- **DESCRIPTION OF THE TASK**
Set down the records below exactly as they are, line for line, from the first to the last.

----

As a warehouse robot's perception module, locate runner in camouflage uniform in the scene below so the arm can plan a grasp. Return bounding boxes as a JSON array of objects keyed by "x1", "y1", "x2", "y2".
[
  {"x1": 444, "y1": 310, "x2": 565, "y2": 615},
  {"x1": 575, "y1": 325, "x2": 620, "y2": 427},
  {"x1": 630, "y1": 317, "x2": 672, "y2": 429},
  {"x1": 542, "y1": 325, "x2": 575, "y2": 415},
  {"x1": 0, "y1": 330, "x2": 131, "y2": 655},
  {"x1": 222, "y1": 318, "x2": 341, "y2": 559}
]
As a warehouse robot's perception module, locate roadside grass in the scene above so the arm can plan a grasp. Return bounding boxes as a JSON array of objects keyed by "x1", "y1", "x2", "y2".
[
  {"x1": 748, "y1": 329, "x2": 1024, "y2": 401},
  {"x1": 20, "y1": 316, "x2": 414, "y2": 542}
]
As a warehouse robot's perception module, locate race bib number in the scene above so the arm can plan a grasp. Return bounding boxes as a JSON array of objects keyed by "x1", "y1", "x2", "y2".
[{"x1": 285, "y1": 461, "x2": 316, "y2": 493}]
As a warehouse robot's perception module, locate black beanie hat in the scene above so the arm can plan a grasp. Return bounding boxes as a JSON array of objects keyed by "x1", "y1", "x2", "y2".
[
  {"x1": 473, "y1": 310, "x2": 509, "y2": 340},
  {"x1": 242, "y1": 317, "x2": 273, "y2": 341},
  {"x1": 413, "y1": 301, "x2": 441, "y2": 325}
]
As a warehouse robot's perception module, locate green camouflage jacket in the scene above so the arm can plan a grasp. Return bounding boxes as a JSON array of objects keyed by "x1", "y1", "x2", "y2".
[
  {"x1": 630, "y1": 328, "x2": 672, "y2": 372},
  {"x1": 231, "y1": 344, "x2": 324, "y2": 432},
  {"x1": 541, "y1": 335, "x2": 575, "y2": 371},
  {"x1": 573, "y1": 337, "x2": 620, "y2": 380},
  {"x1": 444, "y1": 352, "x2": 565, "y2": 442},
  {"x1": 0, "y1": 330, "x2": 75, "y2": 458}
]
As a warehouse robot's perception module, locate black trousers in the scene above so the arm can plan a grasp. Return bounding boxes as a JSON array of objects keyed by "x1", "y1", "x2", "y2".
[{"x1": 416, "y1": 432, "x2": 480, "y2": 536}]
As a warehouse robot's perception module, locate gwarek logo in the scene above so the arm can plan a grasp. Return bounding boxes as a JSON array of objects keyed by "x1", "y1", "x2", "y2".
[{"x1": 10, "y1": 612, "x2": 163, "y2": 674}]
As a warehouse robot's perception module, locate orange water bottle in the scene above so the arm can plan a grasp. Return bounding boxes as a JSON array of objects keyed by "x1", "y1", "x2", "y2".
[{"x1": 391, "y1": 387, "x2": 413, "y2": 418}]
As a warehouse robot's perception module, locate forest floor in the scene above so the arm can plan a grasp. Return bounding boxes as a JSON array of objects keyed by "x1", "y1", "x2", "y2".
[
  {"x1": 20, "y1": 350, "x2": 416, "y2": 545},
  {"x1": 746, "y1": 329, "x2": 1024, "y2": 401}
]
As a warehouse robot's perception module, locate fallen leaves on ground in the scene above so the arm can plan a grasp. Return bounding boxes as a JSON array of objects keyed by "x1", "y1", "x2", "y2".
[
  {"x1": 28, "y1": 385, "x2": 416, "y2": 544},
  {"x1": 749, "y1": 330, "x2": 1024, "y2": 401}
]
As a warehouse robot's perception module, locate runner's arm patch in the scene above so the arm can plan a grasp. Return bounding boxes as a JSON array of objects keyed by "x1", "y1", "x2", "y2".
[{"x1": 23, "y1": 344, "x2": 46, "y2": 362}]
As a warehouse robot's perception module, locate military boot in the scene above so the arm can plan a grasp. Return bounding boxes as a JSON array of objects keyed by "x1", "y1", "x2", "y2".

----

- **EXERCISE ANSWER**
As a warehouse robot's perception module, locate runner in camouflage uniform in the scene below so the arm can plan a grasp. Return bounding boxes as a JSON array of objects keyed by "x1", "y1", "x2", "y2".
[
  {"x1": 444, "y1": 310, "x2": 565, "y2": 615},
  {"x1": 575, "y1": 325, "x2": 620, "y2": 427},
  {"x1": 630, "y1": 317, "x2": 672, "y2": 429},
  {"x1": 542, "y1": 325, "x2": 575, "y2": 415},
  {"x1": 0, "y1": 330, "x2": 131, "y2": 655},
  {"x1": 222, "y1": 318, "x2": 341, "y2": 559}
]
As a warehouse robot's perception module, locate roadside grass in the scene above so the arm can plan a grasp. Return bounding boxes as a JSON array of objects keyed by "x1", "y1", "x2", "y2".
[
  {"x1": 748, "y1": 329, "x2": 1024, "y2": 401},
  {"x1": 20, "y1": 316, "x2": 414, "y2": 542}
]
As a warehouse robot's perception module, locate race bib number in the scene above so the arm can plan a grasp. Return bounding boxes as a JSON array of objects keyed by "x1", "y1", "x2", "y2".
[{"x1": 285, "y1": 461, "x2": 316, "y2": 493}]
As a warehouse robot's perception module, locate black beanie hat in the scene above so the arm can plan a grasp. Return bounding boxes as a JSON array of objects keyed by "x1", "y1", "x2", "y2".
[
  {"x1": 473, "y1": 310, "x2": 509, "y2": 340},
  {"x1": 242, "y1": 317, "x2": 273, "y2": 341},
  {"x1": 413, "y1": 301, "x2": 441, "y2": 325}
]
As a warehouse robot's perception module, locate green camouflage jacket in the scene above so the arm can plan a grasp. Return bounding boxes as a JSON array of objects keyed by "x1", "y1", "x2", "y2".
[
  {"x1": 630, "y1": 328, "x2": 672, "y2": 372},
  {"x1": 231, "y1": 344, "x2": 324, "y2": 432},
  {"x1": 541, "y1": 335, "x2": 575, "y2": 371},
  {"x1": 573, "y1": 337, "x2": 620, "y2": 380},
  {"x1": 444, "y1": 352, "x2": 565, "y2": 442},
  {"x1": 0, "y1": 330, "x2": 75, "y2": 458}
]
As a warehouse robot's perception module, locate black trousers in the scene above so the arm can plan a grasp. Return bounding boxes as a JSON array of objects keyed by "x1", "y1", "x2", "y2".
[{"x1": 416, "y1": 432, "x2": 480, "y2": 536}]
As a warehouse robot's perception module, locate gwarek logo in the scene above so the arm can plan a grasp. Return bounding boxes as a JSON array of objects keyed by "x1", "y1", "x2", "y2".
[{"x1": 10, "y1": 612, "x2": 163, "y2": 674}]
As a warehouse robot's perception module, locate orange water bottle in the scene above so the arm can plan a grasp. Return bounding boxes as a JSON array of objects keyed by "x1", "y1", "x2", "y2".
[{"x1": 391, "y1": 387, "x2": 413, "y2": 418}]
As a warehouse robot's perception module, locate forest floor in the scene above so the arm can plan a grasp. Return bounding boxes as a JSON array of objects keyed by "x1", "y1", "x2", "y2".
[
  {"x1": 20, "y1": 350, "x2": 416, "y2": 545},
  {"x1": 746, "y1": 329, "x2": 1024, "y2": 401}
]
As a warehouse robot's perception module, locate fallen leaves on ground in the scene above so the arm can plan a grasp. Return bounding boxes as a JSON array of objects keyed by "x1", "y1", "x2", "y2".
[
  {"x1": 28, "y1": 385, "x2": 416, "y2": 544},
  {"x1": 749, "y1": 330, "x2": 1024, "y2": 401}
]
As a warehouse robot's perception module, locate runner's arm patch in the scene above so the arm can plan a grasp. Return bounding boxes as a JSON array of objects keyed by "x1", "y1", "x2", "y2".
[{"x1": 23, "y1": 344, "x2": 46, "y2": 362}]
As a warehouse robot's perception module, locate military boot in the scene above so the arm can plan a grasp. Return bounding boxes as a JSON array of objects keyed by "x1", "y1", "x2", "y2".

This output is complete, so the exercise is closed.